* begin PAGE *
# Tours in the Lake Louise Banff area



## Kauai Kid (Aug 13, 2015)

Any recomendations for land or boat tours would be appreciated.

I'm the only driver and have found I get to see much more when someone else is driving.

We'll be there in less than a month.  


Thanks,

Sterling


----------



## Marla BRMR (Aug 31, 2015)

Hi Sterling. If you go to  www.banfflakelouise.com and then on Plan Your Trip, there are various tour booking companies that may be able to assist you.


----------



## elaine (Sep 1, 2015)

We were in Banff last month. DH was the only driver for us and my 77 yr old Uncle was the driver for my Mom and Aunt.  There are lots of places to pull off and get photo stops, take a short hike, etc., and the roads are good. So, don't feel like you need to take a lot of tours.  Mu Uncle drove 3 hours to the Ice Fields with no issues and they had a gerat day. Banff is easy to walk around yourself. We drove around lake Minniwanka almost every night after dinner to look for animals, we saw big horn sheep and elk 2X. Again, no need for a tour, just do the 8km loop yourself, stop, get out, take photos.  There were a total of about 5 cars each night. Also, Minniwanka has boat tours during the day (didn't have time to take one). Our hotel recommended it as an alternative to Lake Louise, which was very crowded. It was beautiful. Thus, the only tours I might book would be a day tour to Lake Louise, just to avoid traffic/parking issues, if you are going in summer. And maybe to Jasper/Ice Field b/c it is a long drive. Also, DH, DD, Uncle did a white water rafting trip with Hydra. They will pick you up in Banff. They have different levels of intensity. There is also a float raft ride from the Banff hotel suitable for everyone. Have a great trip. It's an awesome place! I have a bunch of brochures-maps. If you pm me  your address, I can send them to you. Elaine


----------



## Kauai Kid (Sep 2, 2015)
* end PAGE *
▶ _INSTRUCTIONS FOR THE TASK_
Copy the part of the Banff tours thread above from "## Marla BRMR" to "to assist you." word for word.
* begin RECORDED DATA *
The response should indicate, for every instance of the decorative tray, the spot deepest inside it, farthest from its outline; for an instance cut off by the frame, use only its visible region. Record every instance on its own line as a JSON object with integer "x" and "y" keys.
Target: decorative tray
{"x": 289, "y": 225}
* end RECORDED DATA *
▶ _COMPLETE OUTPUT_
## Marla BRMR (Aug 31, 2015)

Hi Sterling. If you go to  www.banfflakelouise.com and then on Plan Your Trip, there are various tour booking companies that may be able to assist you.